Juros e Câmbio: já temos problemas suficientes

A cautela por parte do Banco Central do Brasil em reduzir a taxa básica SELIC provocou em alguns analistas um sentimento de indignação tanto devido ao cenário deflacionário mundial, causado pela queda dos preços internacionais das commodities, que reduz a inflação  medida  pelo IPCA, quanto pelo colapso do nível de atividade interno devido à crise atual.

A avaliação desta postura do Banco Central requer, antes de tudo, a análise da relação entre a taxa nominal de juros interna e a taxa de referência nos mercados internacionais acrescida do prêmio de risco (também conhecido por risco-país ou risco de default). Este prêmio (ou spread) reflete a avaliação do mercado internacional do risco de interrupção de pagamentos em moeda estrangeira do país (tanto do setor privado quanto do setor público).

O gráfico abaixo mostra o processo de aproximação entre da taxa de juros nominal SELIC à taxa do Federal Reserve ajustada pelo risco Brasil nos últimos anos.

- DADOS EXTRAÍDOS
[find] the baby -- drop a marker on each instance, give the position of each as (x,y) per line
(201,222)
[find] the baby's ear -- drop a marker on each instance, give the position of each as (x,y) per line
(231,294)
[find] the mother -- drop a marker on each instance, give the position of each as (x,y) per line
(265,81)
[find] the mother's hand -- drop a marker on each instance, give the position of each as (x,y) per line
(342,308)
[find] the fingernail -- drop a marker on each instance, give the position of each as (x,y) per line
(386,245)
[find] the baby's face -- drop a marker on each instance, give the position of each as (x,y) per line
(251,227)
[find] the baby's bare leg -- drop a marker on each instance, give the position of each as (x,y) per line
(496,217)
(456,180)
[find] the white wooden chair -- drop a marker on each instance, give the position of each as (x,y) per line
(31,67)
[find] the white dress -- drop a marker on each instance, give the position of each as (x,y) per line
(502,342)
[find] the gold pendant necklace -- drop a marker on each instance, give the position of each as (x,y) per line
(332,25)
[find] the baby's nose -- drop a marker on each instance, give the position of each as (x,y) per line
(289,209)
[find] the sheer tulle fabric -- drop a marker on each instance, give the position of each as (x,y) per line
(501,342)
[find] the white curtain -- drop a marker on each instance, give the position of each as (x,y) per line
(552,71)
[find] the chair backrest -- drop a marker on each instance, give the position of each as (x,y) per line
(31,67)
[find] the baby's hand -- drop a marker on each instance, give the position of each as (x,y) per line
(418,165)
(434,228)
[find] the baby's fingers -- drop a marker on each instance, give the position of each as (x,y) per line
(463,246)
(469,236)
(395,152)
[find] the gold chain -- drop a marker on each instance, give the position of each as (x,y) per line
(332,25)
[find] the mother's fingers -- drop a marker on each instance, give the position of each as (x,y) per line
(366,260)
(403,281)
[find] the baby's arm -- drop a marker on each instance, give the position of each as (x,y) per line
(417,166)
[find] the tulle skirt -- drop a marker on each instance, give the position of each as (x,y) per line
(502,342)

--

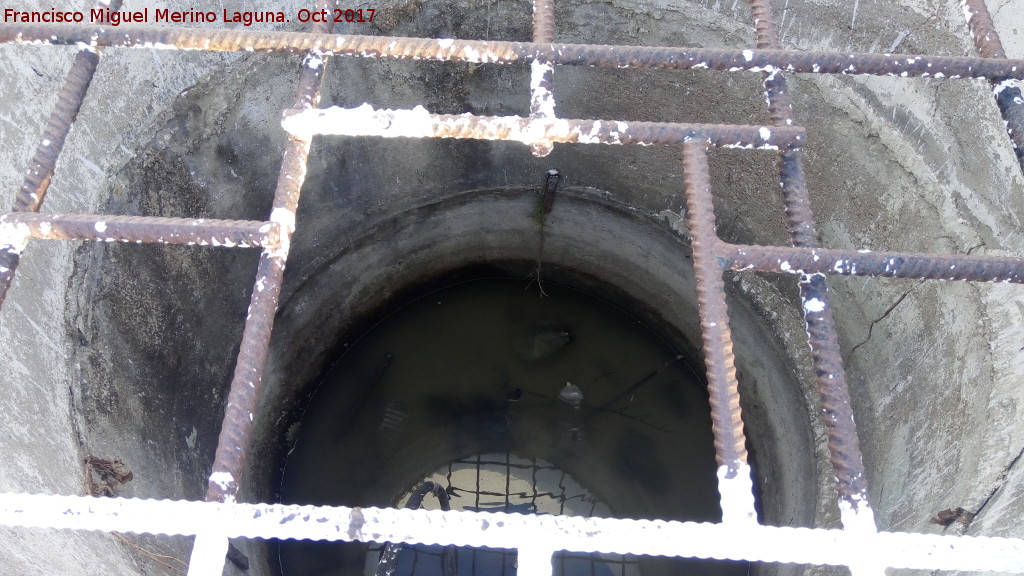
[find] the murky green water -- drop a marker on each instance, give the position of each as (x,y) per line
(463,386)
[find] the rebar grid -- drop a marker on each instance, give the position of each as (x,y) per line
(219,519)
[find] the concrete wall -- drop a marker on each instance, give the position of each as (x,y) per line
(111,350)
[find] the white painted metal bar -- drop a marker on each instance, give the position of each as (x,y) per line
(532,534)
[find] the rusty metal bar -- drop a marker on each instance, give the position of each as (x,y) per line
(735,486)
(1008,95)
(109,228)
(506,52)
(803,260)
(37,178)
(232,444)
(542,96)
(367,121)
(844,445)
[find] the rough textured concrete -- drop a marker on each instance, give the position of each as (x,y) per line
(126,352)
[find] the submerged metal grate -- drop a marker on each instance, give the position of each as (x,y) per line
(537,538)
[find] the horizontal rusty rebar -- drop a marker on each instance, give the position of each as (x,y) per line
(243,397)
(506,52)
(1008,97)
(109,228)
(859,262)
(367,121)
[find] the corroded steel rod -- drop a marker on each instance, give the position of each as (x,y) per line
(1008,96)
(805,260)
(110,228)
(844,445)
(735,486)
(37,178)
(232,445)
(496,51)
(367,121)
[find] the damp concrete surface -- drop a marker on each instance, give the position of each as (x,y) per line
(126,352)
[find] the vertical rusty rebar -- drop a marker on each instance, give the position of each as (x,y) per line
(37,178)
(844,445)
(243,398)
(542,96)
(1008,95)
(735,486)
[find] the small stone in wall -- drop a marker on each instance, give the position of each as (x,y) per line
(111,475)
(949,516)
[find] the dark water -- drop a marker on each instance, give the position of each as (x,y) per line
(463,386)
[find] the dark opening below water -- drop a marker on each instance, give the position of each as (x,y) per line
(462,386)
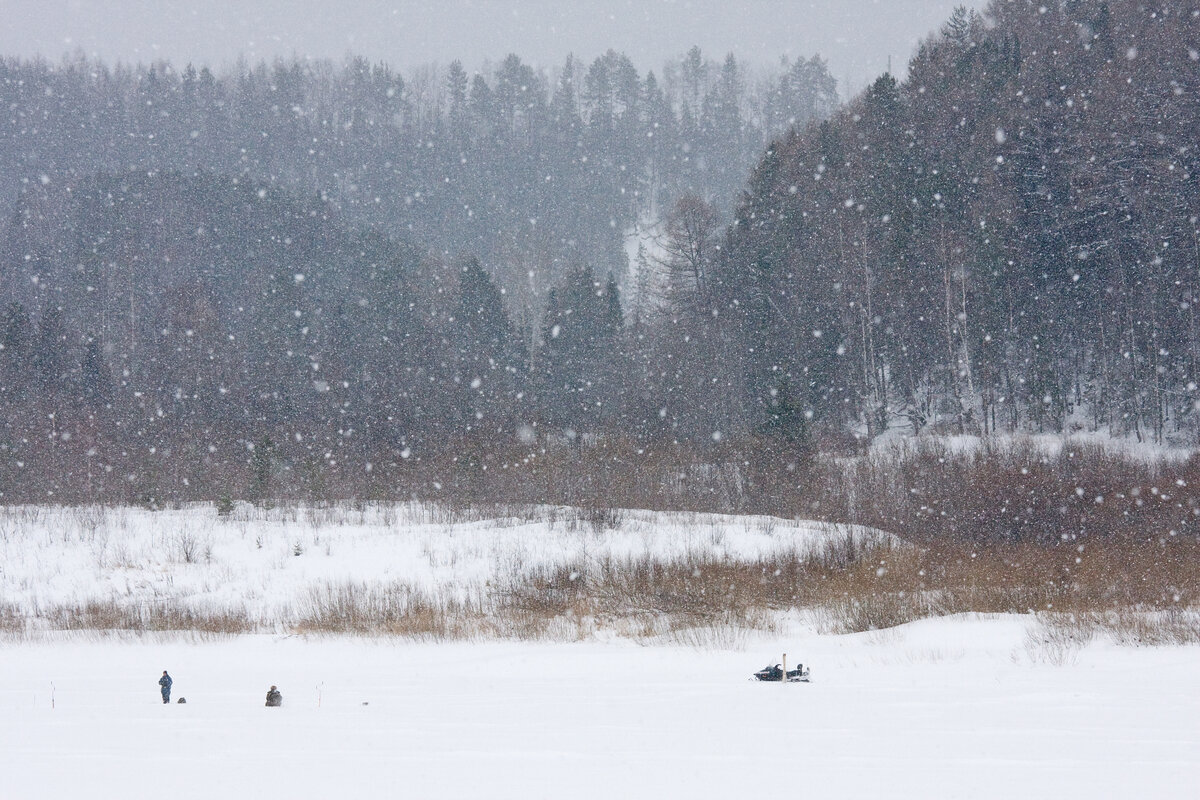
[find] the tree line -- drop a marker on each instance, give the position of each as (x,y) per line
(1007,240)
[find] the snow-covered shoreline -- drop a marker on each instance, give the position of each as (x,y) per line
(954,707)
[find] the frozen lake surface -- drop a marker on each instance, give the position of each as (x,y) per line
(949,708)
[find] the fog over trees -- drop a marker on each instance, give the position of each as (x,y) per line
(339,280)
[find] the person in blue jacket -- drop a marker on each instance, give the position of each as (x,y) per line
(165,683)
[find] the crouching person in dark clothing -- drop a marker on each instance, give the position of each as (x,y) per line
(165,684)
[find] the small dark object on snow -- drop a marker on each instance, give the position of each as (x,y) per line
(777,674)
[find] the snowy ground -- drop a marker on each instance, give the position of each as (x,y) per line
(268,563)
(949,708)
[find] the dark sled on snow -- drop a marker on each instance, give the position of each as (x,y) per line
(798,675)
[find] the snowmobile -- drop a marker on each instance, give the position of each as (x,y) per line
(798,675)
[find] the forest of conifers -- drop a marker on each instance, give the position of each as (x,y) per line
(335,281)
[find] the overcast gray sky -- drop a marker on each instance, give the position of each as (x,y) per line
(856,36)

--

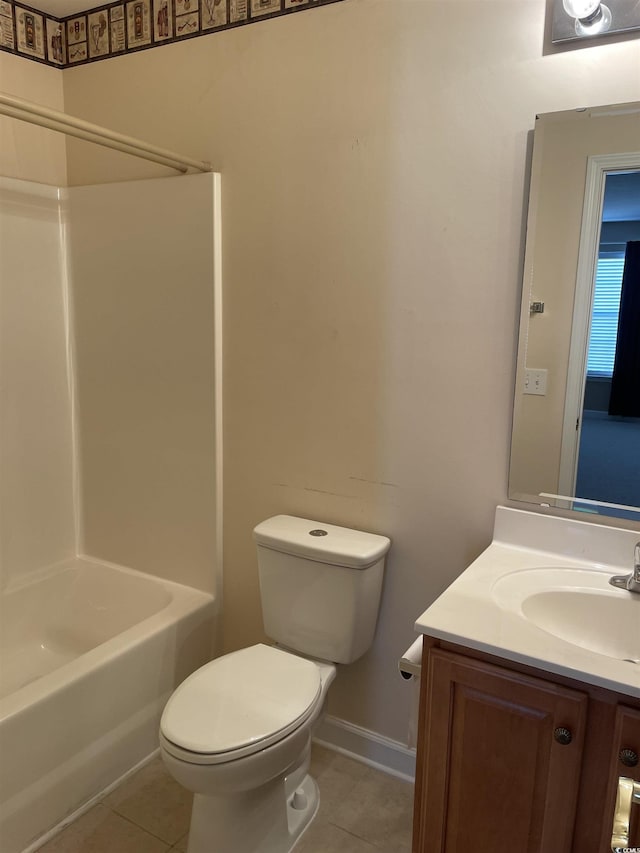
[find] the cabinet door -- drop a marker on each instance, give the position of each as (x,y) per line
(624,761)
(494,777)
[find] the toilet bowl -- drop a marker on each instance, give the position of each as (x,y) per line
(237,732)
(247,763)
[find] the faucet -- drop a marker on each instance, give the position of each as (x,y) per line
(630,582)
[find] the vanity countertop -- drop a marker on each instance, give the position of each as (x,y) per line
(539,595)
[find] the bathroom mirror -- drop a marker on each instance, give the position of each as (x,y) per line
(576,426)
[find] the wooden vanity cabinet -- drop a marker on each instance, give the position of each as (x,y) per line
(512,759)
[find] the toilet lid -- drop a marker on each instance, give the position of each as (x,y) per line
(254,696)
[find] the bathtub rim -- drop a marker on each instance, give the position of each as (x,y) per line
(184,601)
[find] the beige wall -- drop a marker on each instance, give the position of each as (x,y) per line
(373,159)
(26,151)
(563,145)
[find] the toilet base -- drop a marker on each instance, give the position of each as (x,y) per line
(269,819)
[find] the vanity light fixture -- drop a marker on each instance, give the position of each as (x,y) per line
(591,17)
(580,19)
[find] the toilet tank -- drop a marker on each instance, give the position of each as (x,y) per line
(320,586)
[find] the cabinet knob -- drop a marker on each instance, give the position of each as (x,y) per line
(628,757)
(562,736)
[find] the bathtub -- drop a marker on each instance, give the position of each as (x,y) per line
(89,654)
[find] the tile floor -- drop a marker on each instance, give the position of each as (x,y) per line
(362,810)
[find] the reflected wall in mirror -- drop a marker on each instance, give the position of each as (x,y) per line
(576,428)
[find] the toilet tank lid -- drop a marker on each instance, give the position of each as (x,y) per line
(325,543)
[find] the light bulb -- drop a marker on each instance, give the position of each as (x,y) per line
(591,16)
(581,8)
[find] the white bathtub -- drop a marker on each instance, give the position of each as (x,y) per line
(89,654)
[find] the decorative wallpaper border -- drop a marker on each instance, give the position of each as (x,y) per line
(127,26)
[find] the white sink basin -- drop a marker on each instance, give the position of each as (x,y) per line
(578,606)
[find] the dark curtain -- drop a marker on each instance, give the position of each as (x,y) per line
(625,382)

- O QUE FAZER
1) Pode reproduzir na íntegra o texto sobre juros e câmbio, sem alterar nada?
2) Quais linhas da listagem contêm a palavra "rusty"? Extraia todas elas.

- RESPOSTAS POR TAREFA
1)
Juros e Câmbio: já temos problemas suficientes

A cautela por parte do Banco Central do Brasil em reduzir a taxa básica SELIC provocou em alguns analistas um sentimento de indignação tanto devido ao cenário deflacionário mundial, causado pela queda dos preços internacionais das commodities, que reduz a inflação  medida  pelo IPCA, quanto pelo colapso do nível de atividade interno devido à crise atual.

A avaliação desta postura do Banco Central requer, antes de tudo, a análise da relação entre a taxa nominal de juros interna e a taxa de referência nos mercados internacionais acrescida do prêmio de risco (também conhecido por risco-país ou risco de default). Este prêmio (ou spread) reflete a avaliação do mercado internacional do risco de interrupção de pagamentos em moeda estrangeira do país (tanto do setor privado quanto do setor público).

O gráfico abaixo mostra o processo de aproximação entre da taxa de juros nominal SELIC à taxa do Federal Reserve ajustada pelo risco Brasil nos últimos anos.

2)
[find] the rusty metal bar -- drop a marker on each instance, give the position of each as (x,y) per line
[find] the horizontal rusty rebar -- drop a marker on each instance, give the position of each as (x,y) per line
[find] the vertical rusty rebar -- drop a marker on each instance, give the position of each as (x,y) per line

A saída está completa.